- Dataset
----
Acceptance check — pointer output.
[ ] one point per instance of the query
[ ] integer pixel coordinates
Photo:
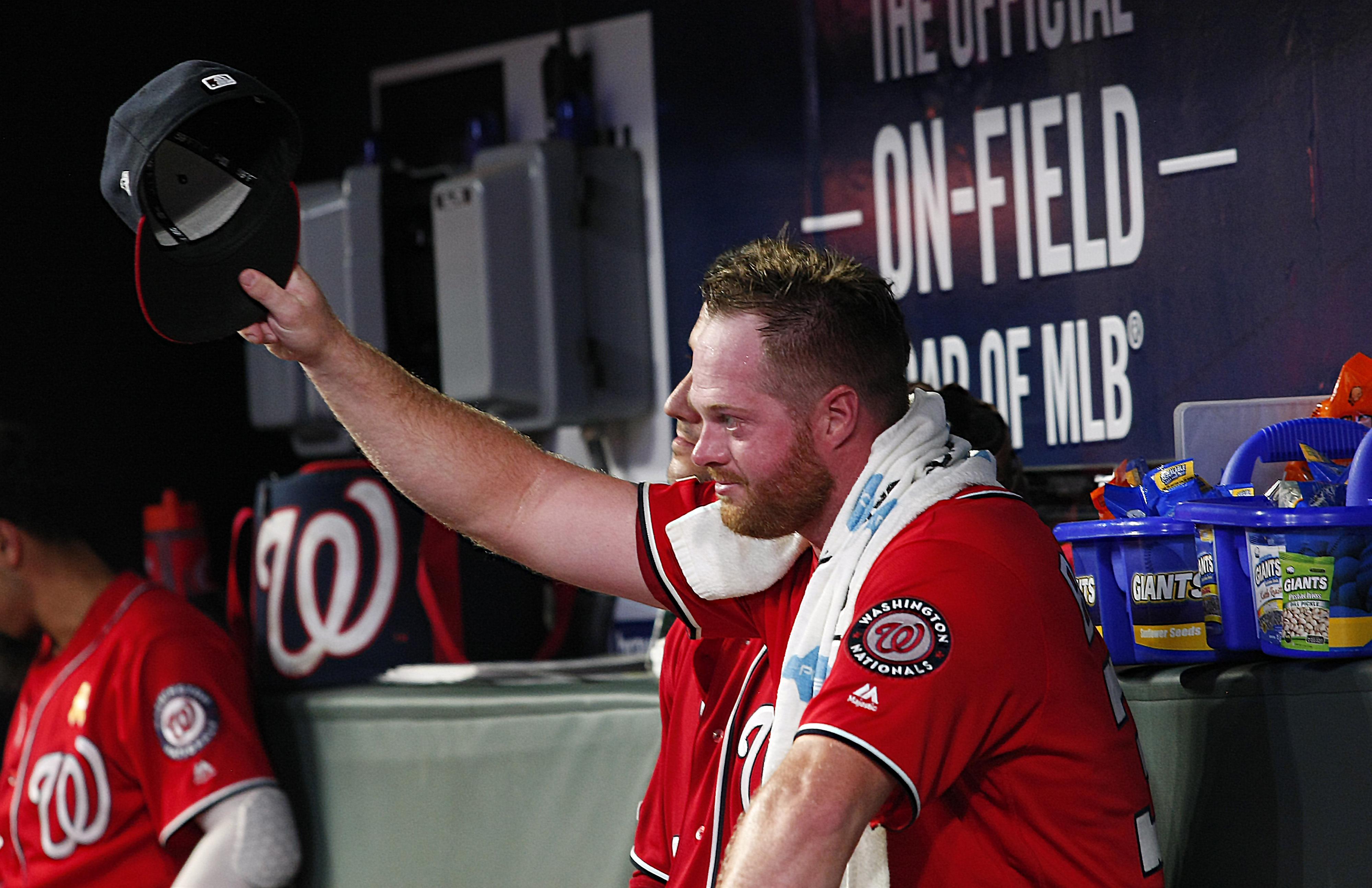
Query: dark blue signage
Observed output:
(1096, 210)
----
- Stated problem
Return the lines above word for word, but leave out the picture.

- Reply
Acceptance check — pointer output.
[ ] one point per instance of the query
[ ] integer pixel coordinates
Photo:
Query: dark blue signage
Observed output:
(1096, 210)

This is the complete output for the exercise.